_Extract_
# # # #

Animal News

Outside forces swoop in to try and influence Dallas on puppy ordinance

Outside forces swoop in to try and influence Dallas on puppy ordinance

Puppy mill
Sad puppies from puppy mills. Photo courtesy of SPCA

The Dallas City Council is considering an ordinance this week that helps animals — and as is often the case with legislation that involve animals, outside forces have swept in to try and influence the vote.

Called the Humane Pet Store Ordinance, it would stop the sale of puppies at pet stores in Dallas. Should Dallas pass this, it will join Houston, San Antonio, and a growing list of Texas cities that have enacted similar ordinances, which help end the mistreatment of animals by breeders.

The ordinance is being recommended by the Dallas Animal Shelter (DAS), as well as groups such as Texas Humane Legislation Network (THLN), which works to promote better treatment of animals.

In Dallas, the ordinance would affect only one store: Petland. No other pet store chain sells puppies. Reputable pet stores — including PetSmart, Pet Supplies Plus, Petco, Odyssey, The Upper Paw, Pet Supermarket, and Uptown Pup — do not sell puppies or kittens.

The problem with puppies sold at pet stores like Petland is that they have been found to come from puppy mills.

# # # #

_Stored data_
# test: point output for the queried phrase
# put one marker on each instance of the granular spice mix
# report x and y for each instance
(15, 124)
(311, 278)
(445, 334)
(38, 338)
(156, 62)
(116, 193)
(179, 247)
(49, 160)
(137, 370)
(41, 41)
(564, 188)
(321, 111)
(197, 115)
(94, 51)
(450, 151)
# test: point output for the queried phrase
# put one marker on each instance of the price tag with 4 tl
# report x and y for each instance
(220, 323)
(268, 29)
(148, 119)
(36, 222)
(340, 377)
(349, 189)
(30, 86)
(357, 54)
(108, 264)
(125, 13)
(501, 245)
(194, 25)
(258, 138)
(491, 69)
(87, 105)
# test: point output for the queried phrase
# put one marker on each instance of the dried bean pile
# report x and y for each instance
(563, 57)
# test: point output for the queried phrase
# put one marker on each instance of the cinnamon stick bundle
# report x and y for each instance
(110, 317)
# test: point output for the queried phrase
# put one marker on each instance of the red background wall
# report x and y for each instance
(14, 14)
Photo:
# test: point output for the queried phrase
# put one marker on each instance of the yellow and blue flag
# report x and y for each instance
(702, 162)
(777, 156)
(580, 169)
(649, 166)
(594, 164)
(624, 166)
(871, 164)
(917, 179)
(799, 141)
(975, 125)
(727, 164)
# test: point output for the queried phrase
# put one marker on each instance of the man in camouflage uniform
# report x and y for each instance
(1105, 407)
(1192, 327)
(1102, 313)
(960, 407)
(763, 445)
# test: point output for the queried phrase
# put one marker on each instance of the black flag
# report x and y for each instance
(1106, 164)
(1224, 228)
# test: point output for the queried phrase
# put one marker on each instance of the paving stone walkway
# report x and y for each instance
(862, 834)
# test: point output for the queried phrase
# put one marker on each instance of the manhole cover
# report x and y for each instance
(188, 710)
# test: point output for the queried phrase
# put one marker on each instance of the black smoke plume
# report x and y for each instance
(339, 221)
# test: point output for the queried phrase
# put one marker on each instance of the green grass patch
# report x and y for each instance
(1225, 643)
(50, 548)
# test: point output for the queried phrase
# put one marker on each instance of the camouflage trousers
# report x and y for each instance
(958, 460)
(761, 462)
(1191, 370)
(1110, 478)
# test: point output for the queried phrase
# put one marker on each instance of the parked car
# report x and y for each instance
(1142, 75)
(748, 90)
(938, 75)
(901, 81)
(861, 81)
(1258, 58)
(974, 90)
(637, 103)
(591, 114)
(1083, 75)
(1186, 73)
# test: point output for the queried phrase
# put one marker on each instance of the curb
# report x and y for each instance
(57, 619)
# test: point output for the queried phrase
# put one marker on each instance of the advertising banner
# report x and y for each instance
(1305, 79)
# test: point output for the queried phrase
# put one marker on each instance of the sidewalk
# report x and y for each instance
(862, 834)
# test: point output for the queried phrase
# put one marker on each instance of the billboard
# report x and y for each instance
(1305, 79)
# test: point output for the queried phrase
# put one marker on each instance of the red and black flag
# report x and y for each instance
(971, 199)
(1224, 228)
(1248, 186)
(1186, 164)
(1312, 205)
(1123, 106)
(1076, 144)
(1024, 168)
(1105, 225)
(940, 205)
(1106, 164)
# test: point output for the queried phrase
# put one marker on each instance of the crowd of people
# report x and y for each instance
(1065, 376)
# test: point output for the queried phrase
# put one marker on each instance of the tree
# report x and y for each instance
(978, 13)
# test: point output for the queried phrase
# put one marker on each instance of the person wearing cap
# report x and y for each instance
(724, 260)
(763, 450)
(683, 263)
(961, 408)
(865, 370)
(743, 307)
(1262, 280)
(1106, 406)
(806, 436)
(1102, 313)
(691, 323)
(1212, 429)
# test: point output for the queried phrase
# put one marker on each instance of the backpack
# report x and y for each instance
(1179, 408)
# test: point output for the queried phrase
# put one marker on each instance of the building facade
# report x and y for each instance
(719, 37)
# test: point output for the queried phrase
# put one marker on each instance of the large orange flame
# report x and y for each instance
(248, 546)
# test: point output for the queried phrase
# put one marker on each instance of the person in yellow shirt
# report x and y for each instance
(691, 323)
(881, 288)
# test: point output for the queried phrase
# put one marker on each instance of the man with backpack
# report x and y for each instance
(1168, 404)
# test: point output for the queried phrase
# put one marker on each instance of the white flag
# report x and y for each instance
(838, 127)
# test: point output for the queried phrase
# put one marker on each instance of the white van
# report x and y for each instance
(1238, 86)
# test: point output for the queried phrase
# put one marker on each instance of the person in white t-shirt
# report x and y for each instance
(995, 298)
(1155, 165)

# # # #

_Work instructions_
Please duplicate the article on the Dallas puppy ordinance word for word, in full.

_Expected output_
Animal News

Outside forces swoop in to try and influence Dallas on puppy ordinance

Outside forces swoop in to try and influence Dallas on puppy ordinance

Puppy mill
Sad puppies from puppy mills. Photo courtesy of SPCA

The Dallas City Council is considering an ordinance this week that helps animals — and as is often the case with legislation that involve animals, outside forces have swept in to try and influence the vote.

Called the Humane Pet Store Ordinance, it would stop the sale of puppies at pet stores in Dallas. Should Dallas pass this, it will join Houston, San Antonio, and a growing list of Texas cities that have enacted similar ordinances, which help end the mistreatment of animals by breeders.

The ordinance is being recommended by the Dallas Animal Shelter (DAS), as well as groups such as Texas Humane Legislation Network (THLN), which works to promote better treatment of animals.

In Dallas, the ordinance would affect only one store: Petland. No other pet store chain sells puppies. Reputable pet stores — including PetSmart, Pet Supplies Plus, Petco, Odyssey, The Upper Paw, Pet Supermarket, and Uptown Pup — do not sell puppies or kittens.

The problem with puppies sold at pet stores like Petland is that they have been found to come from puppy mills.